◆ Passage to read
# Good 4 axle diesel candidates for consist?



## gimme30 (Jul 26, 2018)

Good morning n scalers!

One of the advantages to N scale that I see/hear about a lot is the ability to run long trains. Put me in the "me too" camp, so I'm looking for suitable candidates. While I'd love to run double or even triple headed steam, I can't afford that so I'm looking at diesels. 

Since, for now, I'm running strictly DC, they don't need to be dcc equipped but the ability to add it later would be nice. Also from what I understand since they can't be speed matched through programming they need to be mechanically pretty close.

I have an ABBA set of Kato F7's that all run at darn near identical speeds but I realize that may have just been a lucky fluke. (I'd rather not use these for any duty other than pulling the Super Chief)

I've ruled out Bachmann, not for any reason other than I'd like to try a different brand, and am looking at a pair of Atlas C420's. (pic below)

They're relatively inexpensive, good looking to my eyes, and get good reviews. Plus they're actually AVAILABLE, something I'm finding out is a rare thing in this scale. 

Does anyone have experience with these? Can I expect 2 units to run at fairly close speeds?


----------



## CTValleyRR (Jul 26, 2014)

Two identical units from the same manufacturer and of the same vintage should be pretty close in speed, yes. Of course, being able to actually match the speeds is one of the big advantages of DCC.

Availability of stuff is frequently due to a change in the structure of the hobby. Manufacturers make limited production runs based on the preorders they get. That way no one gets stuck with unsold inventory.


----------



## traction fan (Oct 5, 2014)

*Good diesels*



gimme30 said:


> Good morning n scalers!
> 
> One of the advantages to N scale that I see/hear about a lot is the ability to run long trains. Put me in the "me too" camp, so I'm looking for suitable candidates. While I'd love to run double or even triple headed steam, I can't afford that so I'm looking at diesels.
> 
> ...


 gimme30;

I ruled out Bachmann many years ago when the name Bachmann was synonymous with "JUNK", in terms of N-scale locomotives. I read here that they have improved a lot in recent years, but the memory of all the old duds I had, lingers on. Years later I tried some Bachmann "Spectrum Series" F-units. These were still "old Bachmann", as opposed to current production Bachmann, but not as old, or truly awful, as my even older Bachmann lemmon collection. 
Somewhere along my decades of N-scale modeling, I discovered Kato, and I've never found a Kato product I didn't love! If you want a great quality diesel (or steamer, or passenger train, or whatever,) you can't go wrong with Kato. In my admittedly prejudiced opinion, Bachmann has never made anything nearly as good as a Kato. 
Kato also makes some of the drive mechanisms for other brands. I have several "Atlas" diesels (though not the C420s you're considering) that have "Kato" stamped on the bottom of their fuel tanks. Atlas also buys from other suppliers, besides Kato, so there's no guarantee that those Atlas C420s were actually made by Kato, but it is possible. The Atlas, and other brand, stuff coming out of China these days, is generally pretty good too. 

good luck;

Traction Fan :smilie_daumenpos:


----------



## rrjim1 (Mar 12, 2015)

◆ What to do
Reproduce word for word the part of the thread on four-axle diesels that begins at "Somewhere along my" and stops after "pretty good too.".

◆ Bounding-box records
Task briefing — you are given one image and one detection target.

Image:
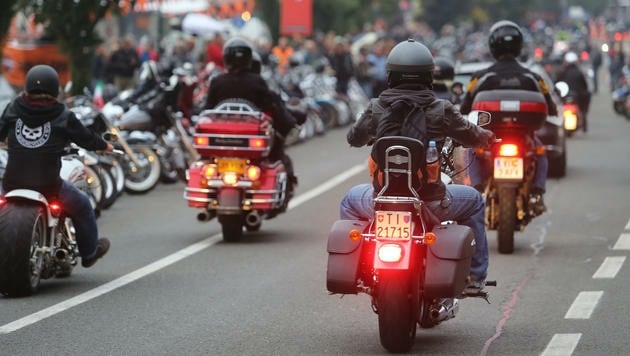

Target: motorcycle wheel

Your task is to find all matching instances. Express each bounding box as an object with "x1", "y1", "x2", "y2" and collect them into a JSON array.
[
  {"x1": 125, "y1": 147, "x2": 160, "y2": 194},
  {"x1": 377, "y1": 273, "x2": 417, "y2": 353},
  {"x1": 0, "y1": 202, "x2": 46, "y2": 297},
  {"x1": 497, "y1": 187, "x2": 516, "y2": 254},
  {"x1": 219, "y1": 215, "x2": 243, "y2": 242}
]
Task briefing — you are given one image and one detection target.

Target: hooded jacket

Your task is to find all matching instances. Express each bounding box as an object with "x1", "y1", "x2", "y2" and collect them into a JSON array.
[
  {"x1": 346, "y1": 84, "x2": 494, "y2": 200},
  {"x1": 0, "y1": 94, "x2": 107, "y2": 197}
]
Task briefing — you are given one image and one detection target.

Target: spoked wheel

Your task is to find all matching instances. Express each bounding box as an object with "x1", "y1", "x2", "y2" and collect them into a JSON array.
[
  {"x1": 219, "y1": 214, "x2": 243, "y2": 242},
  {"x1": 497, "y1": 187, "x2": 516, "y2": 254},
  {"x1": 0, "y1": 203, "x2": 46, "y2": 297},
  {"x1": 125, "y1": 147, "x2": 160, "y2": 194},
  {"x1": 377, "y1": 272, "x2": 417, "y2": 353}
]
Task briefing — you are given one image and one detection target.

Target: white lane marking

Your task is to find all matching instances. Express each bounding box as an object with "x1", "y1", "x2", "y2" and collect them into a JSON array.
[
  {"x1": 564, "y1": 290, "x2": 604, "y2": 319},
  {"x1": 540, "y1": 334, "x2": 582, "y2": 356},
  {"x1": 613, "y1": 234, "x2": 630, "y2": 250},
  {"x1": 0, "y1": 165, "x2": 365, "y2": 335},
  {"x1": 593, "y1": 256, "x2": 626, "y2": 279}
]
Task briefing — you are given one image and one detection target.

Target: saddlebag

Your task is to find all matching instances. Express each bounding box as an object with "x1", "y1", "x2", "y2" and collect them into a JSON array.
[
  {"x1": 424, "y1": 225, "x2": 475, "y2": 298},
  {"x1": 326, "y1": 220, "x2": 369, "y2": 294}
]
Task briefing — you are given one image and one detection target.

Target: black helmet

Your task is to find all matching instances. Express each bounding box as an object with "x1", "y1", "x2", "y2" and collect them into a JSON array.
[
  {"x1": 223, "y1": 37, "x2": 253, "y2": 72},
  {"x1": 24, "y1": 64, "x2": 59, "y2": 97},
  {"x1": 488, "y1": 20, "x2": 523, "y2": 59},
  {"x1": 385, "y1": 38, "x2": 435, "y2": 88},
  {"x1": 433, "y1": 57, "x2": 455, "y2": 80},
  {"x1": 249, "y1": 51, "x2": 262, "y2": 74}
]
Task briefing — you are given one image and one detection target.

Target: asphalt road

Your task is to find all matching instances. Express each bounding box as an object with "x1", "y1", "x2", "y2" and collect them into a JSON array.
[{"x1": 0, "y1": 93, "x2": 630, "y2": 355}]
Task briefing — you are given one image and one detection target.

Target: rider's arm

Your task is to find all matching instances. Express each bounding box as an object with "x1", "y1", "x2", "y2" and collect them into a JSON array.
[{"x1": 346, "y1": 98, "x2": 378, "y2": 147}]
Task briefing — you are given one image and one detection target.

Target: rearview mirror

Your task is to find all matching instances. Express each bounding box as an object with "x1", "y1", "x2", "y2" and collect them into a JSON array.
[{"x1": 467, "y1": 110, "x2": 492, "y2": 126}]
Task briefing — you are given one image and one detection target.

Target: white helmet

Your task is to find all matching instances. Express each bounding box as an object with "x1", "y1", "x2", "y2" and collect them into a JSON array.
[{"x1": 564, "y1": 52, "x2": 578, "y2": 64}]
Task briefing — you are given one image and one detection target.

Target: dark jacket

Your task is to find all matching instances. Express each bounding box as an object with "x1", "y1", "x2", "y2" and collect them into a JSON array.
[
  {"x1": 346, "y1": 85, "x2": 494, "y2": 200},
  {"x1": 460, "y1": 58, "x2": 558, "y2": 116},
  {"x1": 0, "y1": 95, "x2": 107, "y2": 197},
  {"x1": 206, "y1": 72, "x2": 296, "y2": 136}
]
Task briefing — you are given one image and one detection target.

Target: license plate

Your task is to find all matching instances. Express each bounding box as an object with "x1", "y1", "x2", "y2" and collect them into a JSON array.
[
  {"x1": 375, "y1": 211, "x2": 411, "y2": 240},
  {"x1": 494, "y1": 157, "x2": 523, "y2": 179},
  {"x1": 217, "y1": 158, "x2": 246, "y2": 174}
]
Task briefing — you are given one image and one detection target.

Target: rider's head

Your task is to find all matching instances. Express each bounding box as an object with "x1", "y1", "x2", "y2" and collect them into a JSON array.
[
  {"x1": 249, "y1": 51, "x2": 262, "y2": 74},
  {"x1": 433, "y1": 56, "x2": 455, "y2": 82},
  {"x1": 386, "y1": 38, "x2": 435, "y2": 88},
  {"x1": 24, "y1": 64, "x2": 59, "y2": 98},
  {"x1": 223, "y1": 37, "x2": 253, "y2": 72},
  {"x1": 488, "y1": 20, "x2": 523, "y2": 59}
]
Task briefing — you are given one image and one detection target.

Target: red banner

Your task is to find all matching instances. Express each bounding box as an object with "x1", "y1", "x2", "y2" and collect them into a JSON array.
[{"x1": 280, "y1": 0, "x2": 313, "y2": 36}]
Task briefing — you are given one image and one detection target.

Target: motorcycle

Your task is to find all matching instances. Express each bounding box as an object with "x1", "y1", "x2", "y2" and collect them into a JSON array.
[
  {"x1": 555, "y1": 82, "x2": 587, "y2": 137},
  {"x1": 326, "y1": 114, "x2": 496, "y2": 353},
  {"x1": 184, "y1": 99, "x2": 291, "y2": 242},
  {"x1": 0, "y1": 143, "x2": 119, "y2": 297},
  {"x1": 472, "y1": 89, "x2": 547, "y2": 254}
]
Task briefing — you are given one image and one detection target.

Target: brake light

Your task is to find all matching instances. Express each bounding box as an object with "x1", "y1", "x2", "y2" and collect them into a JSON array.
[
  {"x1": 223, "y1": 172, "x2": 238, "y2": 185},
  {"x1": 499, "y1": 143, "x2": 518, "y2": 157},
  {"x1": 249, "y1": 138, "x2": 267, "y2": 148},
  {"x1": 378, "y1": 244, "x2": 402, "y2": 262},
  {"x1": 195, "y1": 136, "x2": 210, "y2": 146},
  {"x1": 246, "y1": 166, "x2": 261, "y2": 181},
  {"x1": 48, "y1": 202, "x2": 61, "y2": 217}
]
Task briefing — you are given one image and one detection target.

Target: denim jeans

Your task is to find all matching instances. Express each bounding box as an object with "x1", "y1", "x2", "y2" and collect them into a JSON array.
[
  {"x1": 339, "y1": 184, "x2": 488, "y2": 281},
  {"x1": 468, "y1": 136, "x2": 549, "y2": 193},
  {"x1": 59, "y1": 181, "x2": 98, "y2": 258}
]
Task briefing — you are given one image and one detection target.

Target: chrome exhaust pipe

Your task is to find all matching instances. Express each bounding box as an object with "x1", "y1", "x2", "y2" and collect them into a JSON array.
[
  {"x1": 245, "y1": 211, "x2": 262, "y2": 226},
  {"x1": 429, "y1": 299, "x2": 459, "y2": 323},
  {"x1": 197, "y1": 210, "x2": 217, "y2": 222}
]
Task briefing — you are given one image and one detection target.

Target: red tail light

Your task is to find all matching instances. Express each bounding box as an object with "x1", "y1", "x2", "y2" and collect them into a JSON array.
[
  {"x1": 249, "y1": 138, "x2": 267, "y2": 148},
  {"x1": 48, "y1": 202, "x2": 61, "y2": 217},
  {"x1": 499, "y1": 143, "x2": 518, "y2": 157}
]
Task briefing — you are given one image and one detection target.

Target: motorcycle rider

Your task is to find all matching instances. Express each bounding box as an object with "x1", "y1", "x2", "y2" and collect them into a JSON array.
[
  {"x1": 460, "y1": 20, "x2": 558, "y2": 214},
  {"x1": 0, "y1": 65, "x2": 113, "y2": 268},
  {"x1": 205, "y1": 37, "x2": 297, "y2": 192},
  {"x1": 340, "y1": 39, "x2": 494, "y2": 293},
  {"x1": 556, "y1": 52, "x2": 591, "y2": 131}
]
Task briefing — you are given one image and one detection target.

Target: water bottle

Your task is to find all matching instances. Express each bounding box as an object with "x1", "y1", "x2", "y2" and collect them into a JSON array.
[{"x1": 426, "y1": 140, "x2": 440, "y2": 183}]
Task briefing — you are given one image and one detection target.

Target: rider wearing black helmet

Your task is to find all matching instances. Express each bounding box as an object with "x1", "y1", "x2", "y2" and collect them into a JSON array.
[
  {"x1": 340, "y1": 39, "x2": 494, "y2": 292},
  {"x1": 460, "y1": 20, "x2": 558, "y2": 213},
  {"x1": 206, "y1": 37, "x2": 297, "y2": 191},
  {"x1": 0, "y1": 65, "x2": 112, "y2": 267}
]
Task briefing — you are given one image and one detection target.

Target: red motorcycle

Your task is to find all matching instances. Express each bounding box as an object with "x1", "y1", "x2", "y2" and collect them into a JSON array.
[{"x1": 184, "y1": 99, "x2": 290, "y2": 242}]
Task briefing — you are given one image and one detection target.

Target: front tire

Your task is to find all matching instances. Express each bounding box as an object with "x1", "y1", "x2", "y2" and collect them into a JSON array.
[
  {"x1": 0, "y1": 203, "x2": 46, "y2": 297},
  {"x1": 378, "y1": 272, "x2": 417, "y2": 353},
  {"x1": 497, "y1": 187, "x2": 516, "y2": 254}
]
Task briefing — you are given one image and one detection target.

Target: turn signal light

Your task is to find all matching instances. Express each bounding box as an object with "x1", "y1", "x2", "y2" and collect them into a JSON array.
[
  {"x1": 246, "y1": 166, "x2": 260, "y2": 181},
  {"x1": 499, "y1": 143, "x2": 518, "y2": 157},
  {"x1": 378, "y1": 244, "x2": 402, "y2": 262},
  {"x1": 348, "y1": 230, "x2": 361, "y2": 241},
  {"x1": 223, "y1": 172, "x2": 238, "y2": 185},
  {"x1": 195, "y1": 136, "x2": 210, "y2": 146},
  {"x1": 424, "y1": 232, "x2": 437, "y2": 245},
  {"x1": 249, "y1": 138, "x2": 267, "y2": 148}
]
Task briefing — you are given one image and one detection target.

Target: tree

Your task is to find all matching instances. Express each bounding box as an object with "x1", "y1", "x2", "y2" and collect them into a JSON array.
[
  {"x1": 19, "y1": 0, "x2": 135, "y2": 95},
  {"x1": 0, "y1": 0, "x2": 18, "y2": 72}
]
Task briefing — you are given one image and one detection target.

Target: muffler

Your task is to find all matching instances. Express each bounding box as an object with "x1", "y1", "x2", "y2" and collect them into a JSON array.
[
  {"x1": 429, "y1": 298, "x2": 459, "y2": 323},
  {"x1": 245, "y1": 210, "x2": 262, "y2": 226},
  {"x1": 197, "y1": 210, "x2": 217, "y2": 222}
]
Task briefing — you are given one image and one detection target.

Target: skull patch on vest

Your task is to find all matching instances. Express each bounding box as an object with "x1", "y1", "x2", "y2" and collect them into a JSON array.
[{"x1": 15, "y1": 119, "x2": 50, "y2": 148}]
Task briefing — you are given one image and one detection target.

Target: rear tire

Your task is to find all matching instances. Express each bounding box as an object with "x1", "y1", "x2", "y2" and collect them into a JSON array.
[
  {"x1": 378, "y1": 273, "x2": 417, "y2": 353},
  {"x1": 497, "y1": 187, "x2": 516, "y2": 254},
  {"x1": 0, "y1": 202, "x2": 46, "y2": 297}
]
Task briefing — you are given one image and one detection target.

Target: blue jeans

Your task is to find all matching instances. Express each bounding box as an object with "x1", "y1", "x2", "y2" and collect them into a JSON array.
[
  {"x1": 468, "y1": 136, "x2": 549, "y2": 193},
  {"x1": 339, "y1": 184, "x2": 488, "y2": 281},
  {"x1": 59, "y1": 181, "x2": 98, "y2": 258}
]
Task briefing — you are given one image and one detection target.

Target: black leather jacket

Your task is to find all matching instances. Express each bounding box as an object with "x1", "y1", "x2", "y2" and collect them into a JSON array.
[{"x1": 346, "y1": 85, "x2": 494, "y2": 200}]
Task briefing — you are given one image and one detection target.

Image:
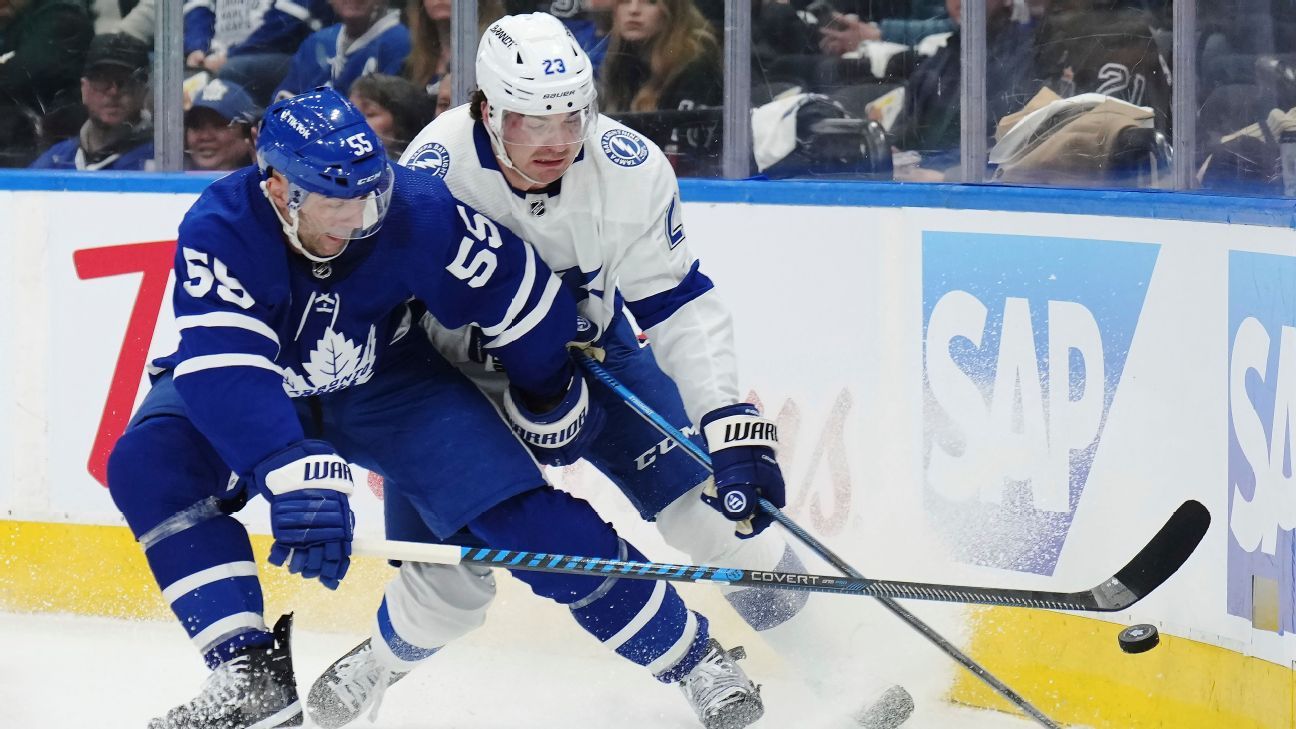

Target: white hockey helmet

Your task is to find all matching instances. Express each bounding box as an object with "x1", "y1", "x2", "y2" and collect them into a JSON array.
[{"x1": 477, "y1": 13, "x2": 599, "y2": 166}]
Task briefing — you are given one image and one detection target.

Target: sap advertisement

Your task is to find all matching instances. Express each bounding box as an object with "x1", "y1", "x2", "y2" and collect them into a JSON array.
[{"x1": 0, "y1": 184, "x2": 1296, "y2": 667}]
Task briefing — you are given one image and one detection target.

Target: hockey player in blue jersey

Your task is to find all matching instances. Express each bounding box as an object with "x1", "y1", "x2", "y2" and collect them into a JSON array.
[
  {"x1": 312, "y1": 13, "x2": 912, "y2": 729},
  {"x1": 109, "y1": 90, "x2": 759, "y2": 729}
]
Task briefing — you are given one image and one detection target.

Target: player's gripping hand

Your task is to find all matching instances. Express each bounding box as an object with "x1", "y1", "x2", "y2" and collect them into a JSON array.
[
  {"x1": 504, "y1": 366, "x2": 605, "y2": 466},
  {"x1": 253, "y1": 440, "x2": 355, "y2": 590},
  {"x1": 702, "y1": 402, "x2": 787, "y2": 538}
]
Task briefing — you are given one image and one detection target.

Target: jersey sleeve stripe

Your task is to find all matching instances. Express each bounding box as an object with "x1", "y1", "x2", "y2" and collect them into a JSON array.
[
  {"x1": 189, "y1": 612, "x2": 266, "y2": 652},
  {"x1": 482, "y1": 245, "x2": 535, "y2": 337},
  {"x1": 486, "y1": 276, "x2": 562, "y2": 348},
  {"x1": 174, "y1": 354, "x2": 284, "y2": 377},
  {"x1": 626, "y1": 261, "x2": 715, "y2": 331},
  {"x1": 162, "y1": 562, "x2": 257, "y2": 604},
  {"x1": 175, "y1": 311, "x2": 279, "y2": 348}
]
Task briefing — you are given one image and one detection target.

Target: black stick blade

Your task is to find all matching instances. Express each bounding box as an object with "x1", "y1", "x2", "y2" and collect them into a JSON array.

◆ Task result
Somewhere along my decades of N-scale modeling, I discovered Kato, and I've never found a Kato product I didn't love! If you want a great quality diesel (or steamer, or passenger train, or whatever,) you can't go wrong with Kato. In my admittedly prejudiced opinion, Bachmann has never made anything nearly as good as a Kato. 
Kato also makes some of the drive mechanisms for other brands. I have several "Atlas" diesels (though not the C420s you're considering) that have "Kato" stamped on the bottom of their fuel tanks. Atlas also buys from other suppliers, besides Kato, so there's no guarantee that those Atlas C420s were actually made by Kato, but it is possible. The Atlas, and other brand, stuff coming out of China these days, is generally pretty good too.